"A force de ne pas parler des choses, par élégance, on ne dit rien, et on l'a dans le cul !"

Louis Ferdinand Céline

samedi 20 juin 2009

BACHOTAGE GAGNANT (le Monde)

Le Cheylard (Ardèche)


Ci dessous un article intitulé "Bachotage gagnant" paru dans le journal "le Monde" du 18 juin 2009



C'est l'heure des révisions. Les réponses fusent aussi vite que les questions. Adam Smith, Max Weber, la crise actuelle et les emplois "atypiques" en "forte croissance"... Les élèves de cette terminale ES ont apparemment bien assimilé leur programme de sciences économiques et sociales. A quelques jours du bac, ils semblent parfaitement détendus. "On a parfois l'impression que nos profs sont plus inquiets que nous", avance un élève, bravache. Eux sont plutôt sûrs d'eux. Ils vont l'avoir, le bac, ils doivent l'avoir.
Depuis cinq ans, pas un élève de leur lycée, au Cheylard, en Ardèche, n'a échoué au bac ES ; depuis trois ans, ils sont même plus de 70 % à l'obtenir avec mention ; mieux, en 2008, les élèves des quatre classes de terminale (S, ES, L et STI génie électrotechnique) ont réussi un 100 % au bac.
Ces excellents résultats ont valu à ce petit établissement (357 élèves) une certaine réputation : il s'est retrouvé en deuxième position du classement national publié en avril par L'Express, ex aequo avec le lycée de Thizy (Rhône), et derrière le lycée
Vauban de Pontoise (Val-d'Oise).
########################################
• _Objectifs_:
a) Selon l'article sur le lycée du Cheylard, qu'est-ce qui a valu à ce petit établissement une certaine réputation ? Répondez en une à trois phrases.
b) Donnez la suite de l'article sur le lycée du Cheylard.
Les enregistrements ne sont pas nécessaires.

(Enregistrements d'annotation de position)
########################################
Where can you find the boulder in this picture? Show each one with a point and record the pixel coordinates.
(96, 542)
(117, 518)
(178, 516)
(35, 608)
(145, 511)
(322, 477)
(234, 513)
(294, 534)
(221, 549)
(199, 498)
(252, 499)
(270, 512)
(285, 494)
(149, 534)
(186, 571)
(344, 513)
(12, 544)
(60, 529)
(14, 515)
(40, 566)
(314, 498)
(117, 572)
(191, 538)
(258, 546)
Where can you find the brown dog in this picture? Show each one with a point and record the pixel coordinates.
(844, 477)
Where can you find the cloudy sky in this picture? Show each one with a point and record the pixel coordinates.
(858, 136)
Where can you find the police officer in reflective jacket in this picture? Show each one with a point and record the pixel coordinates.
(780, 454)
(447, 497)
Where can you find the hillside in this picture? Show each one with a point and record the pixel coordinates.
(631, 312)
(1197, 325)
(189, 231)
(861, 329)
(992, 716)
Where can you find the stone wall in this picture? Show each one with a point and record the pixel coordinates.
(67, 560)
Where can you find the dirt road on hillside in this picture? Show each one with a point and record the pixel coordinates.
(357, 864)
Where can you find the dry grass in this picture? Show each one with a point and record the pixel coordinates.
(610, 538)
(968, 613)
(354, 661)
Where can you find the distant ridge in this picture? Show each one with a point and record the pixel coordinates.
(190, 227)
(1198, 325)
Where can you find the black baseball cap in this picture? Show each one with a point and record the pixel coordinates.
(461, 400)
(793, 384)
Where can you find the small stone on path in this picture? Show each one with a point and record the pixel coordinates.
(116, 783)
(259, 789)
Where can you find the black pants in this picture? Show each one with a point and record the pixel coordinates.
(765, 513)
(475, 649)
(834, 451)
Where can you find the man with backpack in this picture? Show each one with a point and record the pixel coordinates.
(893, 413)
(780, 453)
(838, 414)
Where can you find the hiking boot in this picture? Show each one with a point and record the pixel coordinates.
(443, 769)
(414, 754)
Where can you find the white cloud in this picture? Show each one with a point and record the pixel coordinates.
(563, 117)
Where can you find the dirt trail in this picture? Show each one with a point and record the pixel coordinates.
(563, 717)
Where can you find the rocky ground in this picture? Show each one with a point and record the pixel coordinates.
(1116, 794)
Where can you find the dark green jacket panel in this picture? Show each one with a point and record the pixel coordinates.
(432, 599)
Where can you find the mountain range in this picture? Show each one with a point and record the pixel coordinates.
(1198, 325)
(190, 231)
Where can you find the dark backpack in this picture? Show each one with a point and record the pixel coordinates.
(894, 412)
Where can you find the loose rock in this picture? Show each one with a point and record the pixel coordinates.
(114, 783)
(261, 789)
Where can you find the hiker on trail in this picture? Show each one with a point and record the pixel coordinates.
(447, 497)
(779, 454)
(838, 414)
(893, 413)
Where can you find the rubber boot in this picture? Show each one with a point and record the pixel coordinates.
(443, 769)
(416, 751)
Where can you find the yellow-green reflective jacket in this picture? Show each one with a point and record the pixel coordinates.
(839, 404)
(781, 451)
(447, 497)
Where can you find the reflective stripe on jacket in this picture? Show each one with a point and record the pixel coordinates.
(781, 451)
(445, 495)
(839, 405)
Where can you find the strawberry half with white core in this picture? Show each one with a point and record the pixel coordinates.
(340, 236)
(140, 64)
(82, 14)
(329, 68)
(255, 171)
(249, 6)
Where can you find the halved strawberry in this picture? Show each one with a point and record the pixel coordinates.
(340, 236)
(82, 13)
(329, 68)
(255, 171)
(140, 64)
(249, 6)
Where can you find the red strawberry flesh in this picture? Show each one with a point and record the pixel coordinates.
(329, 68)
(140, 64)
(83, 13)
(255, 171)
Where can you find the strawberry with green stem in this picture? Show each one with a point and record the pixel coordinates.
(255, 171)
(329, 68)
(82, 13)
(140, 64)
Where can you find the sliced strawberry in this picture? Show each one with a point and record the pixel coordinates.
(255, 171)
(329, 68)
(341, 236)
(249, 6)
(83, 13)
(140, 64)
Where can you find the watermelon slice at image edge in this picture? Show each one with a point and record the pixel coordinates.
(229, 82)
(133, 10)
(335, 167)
########################################
• _Réponses_:
a) Ce sont ses excellents résultats au bac. Aucun élève n'y a échoué au bac ES depuis cinq ans, plus de 70 % l'obtiennent avec mention depuis trois ans, et en 2008 les quatre classes de terminale ont réussi à 100 %. Le lycée s'est ainsi classé deuxième au palmarès national publié en avril par L'Express.

b)
"Ce n'est qu'un classement, avec des données qui peuvent être discutées, mais on est beaucoup mieux dans notre peau en étant deuxième qu'en étant 1 500e", souligne
Nicolas Chastel, le proviseur du lycée. Parmi ces données, la mesure de la "capacité de l'établissement à faire progresser les élèves" est sans doute la plus discutable. Mais, assure Jean-Pascal Tshishiku, professeur de physique appliquée au Cheylard, "beaucoup d'élèves qui n'auraient pas réussi ailleurs marchent bien ici".
Et cela se sait. Des familles se démènent pour que leurs enfants aient de la place dans ce lycée. Ainsi Mylène. En classe d'économie, elle est installée au fond de la classe. Ni cancre ni timide, elle est ce qu'on appelle une bonne élève. Bons résultats et beaucoup de volonté : c'est elle-même qui a décidé de quitter son établissement d'"en bas" - la vallée du Rhône - pour venir ici, au Cheylard, loin de tout. "Je n'étais pas à l'aise dans mon ancien lycée, explique-t-elle sans gêne. On n'était pas encadrés, il y avait un gros laxisme de l'équipe enseignante." Florian, lui, était en échec scolaire, en Haute-Loire : "Je ne travaillais pas du tout, je n'avais aucun objectif." Tous deux connaissaient le lycée du Cheylard "de réputation". Ils ont tenu à y "monter".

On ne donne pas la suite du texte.